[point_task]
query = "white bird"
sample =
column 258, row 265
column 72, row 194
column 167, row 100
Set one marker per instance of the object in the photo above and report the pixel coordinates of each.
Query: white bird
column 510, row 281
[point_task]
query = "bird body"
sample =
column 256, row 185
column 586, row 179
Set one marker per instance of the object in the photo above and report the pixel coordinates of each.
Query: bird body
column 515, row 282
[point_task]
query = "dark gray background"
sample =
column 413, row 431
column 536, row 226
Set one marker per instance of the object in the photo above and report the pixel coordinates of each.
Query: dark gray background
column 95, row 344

_ _ _

*Requirements*: Return every one of the records above line for line, with no changes.

*Written answer*:
[point_task]
query = "white bird"
sample =
column 258, row 265
column 72, row 194
column 167, row 100
Set one marker per instance of the object in the photo above and report the pixel coordinates of each.
Query: white bird
column 510, row 281
[point_task]
query = "bird body"
sample =
column 256, row 185
column 586, row 179
Set one marker per instance of the object in the photo above and report the pixel coordinates of each.
Query: bird body
column 515, row 282
[point_task]
query = "dark gray background"
sample =
column 413, row 431
column 536, row 226
Set one marker per instance of the object in the photo above and report the pixel coordinates of each.
Query: dark gray background
column 95, row 344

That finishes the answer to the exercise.